The exercise asks you to copy every line below in which "photo" appears.

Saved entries

=== Section Start ===

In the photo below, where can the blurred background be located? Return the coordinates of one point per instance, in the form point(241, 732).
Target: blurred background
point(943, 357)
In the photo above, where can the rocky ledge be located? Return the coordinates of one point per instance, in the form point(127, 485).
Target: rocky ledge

=== Section End ===

▶ _Problem solution_:
In the photo below, where can the blurred background be located? Return the coordinates of one point per instance, in the form point(241, 732).
In the photo above, where can the rocky ledge be located? Return the coordinates of one point per instance, in the form point(127, 485).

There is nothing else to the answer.